**What to do:** Set all the material down again unchanged, without the pictures.

[Pointing dataset records]
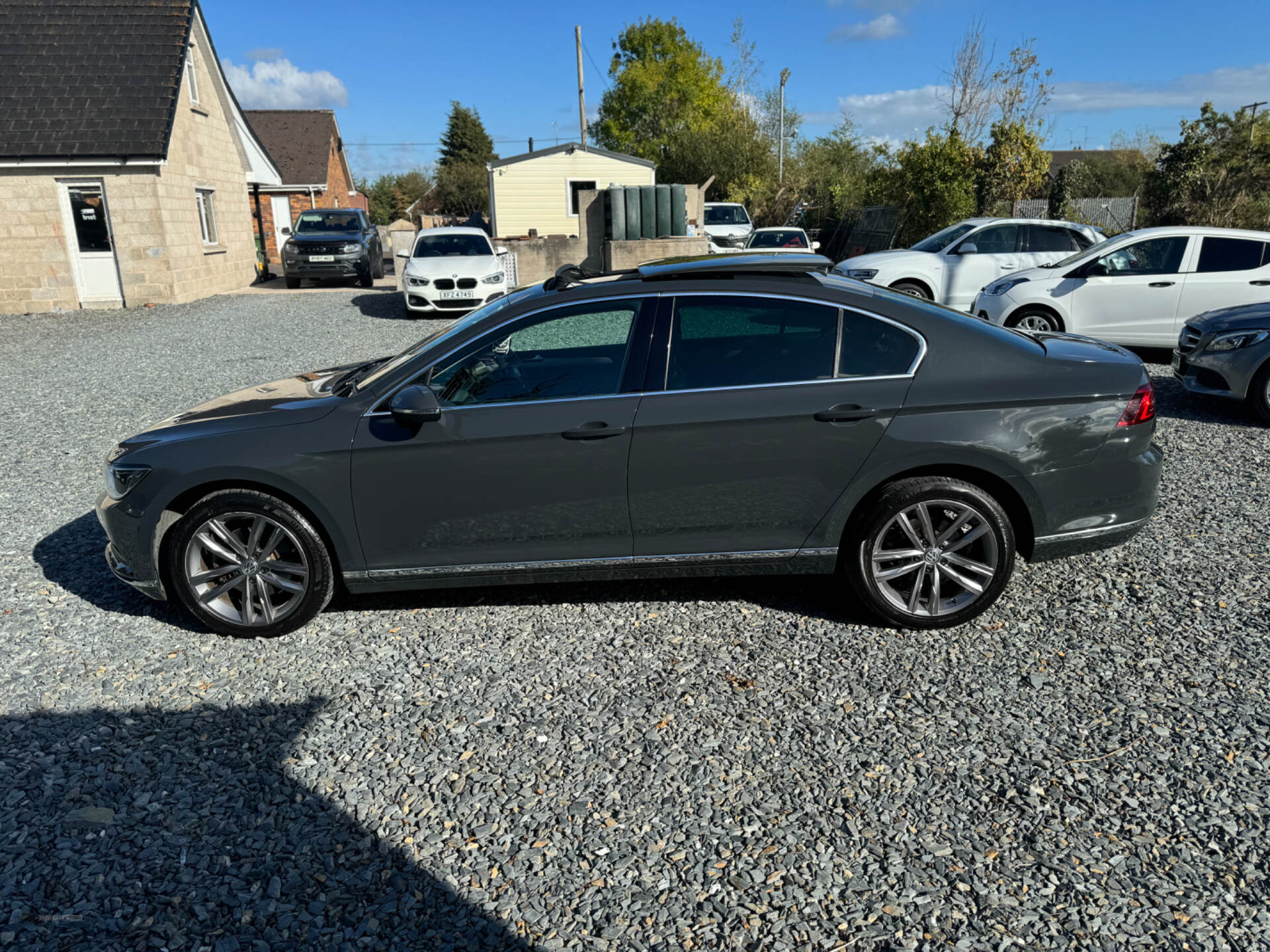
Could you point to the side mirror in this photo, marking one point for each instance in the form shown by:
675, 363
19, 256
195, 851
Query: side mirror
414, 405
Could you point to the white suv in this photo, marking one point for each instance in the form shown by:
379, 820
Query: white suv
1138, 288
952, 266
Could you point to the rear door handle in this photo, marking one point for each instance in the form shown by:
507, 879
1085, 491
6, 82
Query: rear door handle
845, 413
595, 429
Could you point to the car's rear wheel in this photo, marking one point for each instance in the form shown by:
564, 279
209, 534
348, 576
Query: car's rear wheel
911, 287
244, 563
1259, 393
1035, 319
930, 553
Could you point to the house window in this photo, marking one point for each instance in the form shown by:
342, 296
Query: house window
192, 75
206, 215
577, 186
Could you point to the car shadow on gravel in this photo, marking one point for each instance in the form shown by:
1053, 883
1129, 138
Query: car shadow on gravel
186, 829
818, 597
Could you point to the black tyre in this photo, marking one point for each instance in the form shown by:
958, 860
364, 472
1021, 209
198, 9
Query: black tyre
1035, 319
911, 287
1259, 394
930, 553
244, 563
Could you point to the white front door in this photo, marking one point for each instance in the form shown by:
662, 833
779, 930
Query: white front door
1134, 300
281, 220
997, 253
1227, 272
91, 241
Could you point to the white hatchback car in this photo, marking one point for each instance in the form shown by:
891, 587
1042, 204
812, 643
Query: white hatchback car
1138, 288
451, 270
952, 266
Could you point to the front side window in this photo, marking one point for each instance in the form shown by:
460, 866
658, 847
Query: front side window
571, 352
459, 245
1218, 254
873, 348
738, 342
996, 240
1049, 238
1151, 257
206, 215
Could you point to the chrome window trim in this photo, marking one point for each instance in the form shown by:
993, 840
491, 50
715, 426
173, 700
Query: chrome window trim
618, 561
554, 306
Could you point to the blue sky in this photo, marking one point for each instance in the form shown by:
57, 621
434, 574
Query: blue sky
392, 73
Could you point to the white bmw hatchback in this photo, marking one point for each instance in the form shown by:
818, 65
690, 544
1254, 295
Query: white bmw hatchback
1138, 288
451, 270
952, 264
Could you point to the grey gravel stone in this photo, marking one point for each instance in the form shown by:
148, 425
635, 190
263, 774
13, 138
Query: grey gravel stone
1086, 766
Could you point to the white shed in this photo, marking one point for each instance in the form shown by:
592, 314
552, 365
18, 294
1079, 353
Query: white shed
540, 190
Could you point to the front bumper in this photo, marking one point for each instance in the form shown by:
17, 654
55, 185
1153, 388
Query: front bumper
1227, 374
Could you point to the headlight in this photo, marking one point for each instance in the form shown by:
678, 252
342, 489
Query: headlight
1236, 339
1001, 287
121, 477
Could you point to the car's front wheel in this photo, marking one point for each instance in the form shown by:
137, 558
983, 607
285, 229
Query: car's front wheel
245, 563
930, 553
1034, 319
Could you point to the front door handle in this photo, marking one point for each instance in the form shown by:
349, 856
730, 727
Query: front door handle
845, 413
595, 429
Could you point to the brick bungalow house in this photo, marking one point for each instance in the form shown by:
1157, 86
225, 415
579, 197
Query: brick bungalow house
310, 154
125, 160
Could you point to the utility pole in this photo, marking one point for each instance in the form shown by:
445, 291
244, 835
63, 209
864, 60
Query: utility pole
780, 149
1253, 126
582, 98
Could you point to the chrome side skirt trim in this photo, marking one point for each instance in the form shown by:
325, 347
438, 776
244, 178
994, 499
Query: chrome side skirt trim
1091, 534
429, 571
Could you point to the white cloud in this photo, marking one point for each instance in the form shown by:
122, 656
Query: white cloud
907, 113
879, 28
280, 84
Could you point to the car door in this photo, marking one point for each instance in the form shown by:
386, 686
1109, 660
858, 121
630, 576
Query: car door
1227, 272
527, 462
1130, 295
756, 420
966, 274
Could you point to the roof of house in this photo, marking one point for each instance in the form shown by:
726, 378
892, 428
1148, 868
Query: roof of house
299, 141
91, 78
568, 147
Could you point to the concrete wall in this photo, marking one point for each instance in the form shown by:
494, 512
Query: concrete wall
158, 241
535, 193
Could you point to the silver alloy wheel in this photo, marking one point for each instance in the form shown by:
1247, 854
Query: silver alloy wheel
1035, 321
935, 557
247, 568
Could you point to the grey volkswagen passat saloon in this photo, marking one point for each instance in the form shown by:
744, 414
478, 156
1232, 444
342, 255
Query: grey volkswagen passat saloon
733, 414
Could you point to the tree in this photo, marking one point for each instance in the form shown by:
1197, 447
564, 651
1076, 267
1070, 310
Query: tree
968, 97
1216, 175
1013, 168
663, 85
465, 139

**Answer for the task:**
Could you point to the side mirror in this photo, marking one point for each instance in the form shown by:
675, 363
19, 256
195, 851
Query: side mirror
414, 405
Could you point to the white suv in this photo, marking one point for each instance in the form shown by:
379, 820
Query: white suv
1138, 288
952, 266
Could you point to the rear door handle in this photo, marking one point for each instance in the form shown by:
507, 879
1085, 491
6, 82
Query: rear door handle
845, 413
595, 429
Could you point to the car's rear wheel in this photo, marking one point for each instance in the form shown by:
564, 279
209, 534
348, 576
Query: car's rear wheel
911, 287
244, 563
1259, 393
1035, 319
930, 553
Could you point to the house window in this photo, marking one point for each instance in the form shown by:
342, 296
Query: house window
192, 75
206, 215
577, 186
Could you point to the car shadow on gravel in this photo, marking one point for each instance in the form shown by:
1053, 883
1129, 138
Query: car shadow on gravel
186, 829
818, 597
Could you point to the black tyre in this photo, marking one point for each instance in the form shown by:
958, 860
364, 472
1021, 209
198, 9
Query: black tyre
1035, 319
911, 287
1259, 394
930, 553
244, 563
Could you point to the white front door in this photo, marking one point for each instance in the form shown by:
662, 833
779, 930
Query: white front door
1134, 300
281, 220
997, 253
1227, 272
91, 241
Could you point to the white hatchback car in this photo, marking one point for each instance in the form shown by:
891, 587
1042, 204
812, 643
Query: white hatchback car
1138, 288
451, 270
952, 266
Could you point to the front side window in this photo, marking one point for each instance in the form shown by:
460, 866
658, 847
Query: front side window
571, 352
459, 245
1218, 254
873, 348
738, 342
996, 240
1049, 238
1151, 257
206, 215
Could you point to the chrome window trim in this photo, marking one point for each instance in the form shown by:
993, 840
491, 50
715, 426
173, 700
Query: chrome window trim
618, 561
554, 306
Could you point to the blue sky in this photo, marking one point for each instance in the form shown by:
57, 621
434, 574
Query: blue sky
392, 73
Could you point to the white bmw hatchback in this photo, marking one point for each instance in the form shown by:
818, 65
690, 544
1254, 295
Query: white bmw hatchback
1138, 288
451, 270
952, 264
Could you point to the grey gravel stone in this photo, marking one point for each instance in the form shown by:
148, 425
635, 190
263, 774
13, 138
Query: grey gravel stone
1086, 766
Could you point to the white shed in this photo, marking one point for each instance in the form shown by:
592, 314
552, 365
18, 294
1079, 353
Query: white shed
540, 190
Could you point to the front bumper in this photo, marking one point for each instance in the form shown by:
17, 654
55, 185
1153, 388
Query: front bumper
1227, 374
Could you point to the headlight in this photo, marking one point for each instance in the form shown by:
678, 252
342, 489
Query: headlight
1236, 339
1001, 287
121, 477
Could you point to the car's front wheel in this photo, marking one point for each instance in the form shown by:
137, 558
983, 607
285, 229
Query: car's front wheel
245, 563
930, 553
1034, 319
Could you point to the front door handle in this photo, marking one point for each instance in the form shown by:
349, 856
730, 727
Query: front door handle
845, 413
595, 429
Could you point to the brick bungalow house in this photo, marking one point for each instance in the form shown by:
1157, 86
225, 415
579, 197
Query: brick bungalow house
310, 154
125, 160
Could you point to the utility pole in this photo, marking one point for each instance in the form shown by:
445, 291
244, 835
63, 209
864, 60
Query: utility pole
780, 149
1253, 126
582, 98
Could you point to the chrome side skirt trim in this photo, marking one point for each instance in the form shown by:
325, 347
438, 776
244, 178
994, 499
Query: chrome side skirt trim
1091, 534
429, 571
Could you point to the white cloud in this photo, marking one point for each instance in the form shown by:
122, 656
Query: white cloud
907, 113
879, 28
280, 84
Could you point to the car door in this photo, marking one point for each instance in the form shown by:
386, 686
1109, 660
858, 121
630, 576
Query: car door
1227, 272
527, 462
1130, 295
756, 420
966, 274
Could you point to the roof of house in this photo, marking one point for each instance in the form shown by:
726, 378
892, 428
1148, 868
Query: roof of house
299, 141
91, 78
568, 147
Could you point to the concrete wall in this photo, marking one point for each instance in the form shown by:
494, 512
Query: concrete wall
158, 241
535, 193
Could you point to the silver alloy wheel in this photo, marking one point for each instance in the form shown by:
1247, 854
Query: silver alloy wheel
1035, 321
935, 557
247, 568
Could you point to the grey volkswagen passat saloon in this photo, marking one point for each instance in the form shown by:
744, 414
478, 156
1232, 444
342, 255
Query: grey volkswagen passat saloon
733, 414
Could you point to the tree in this photo, marking one point for each instance in the form shown by:
1197, 447
564, 651
1076, 267
1070, 310
Query: tree
968, 97
1216, 175
1013, 168
663, 85
465, 139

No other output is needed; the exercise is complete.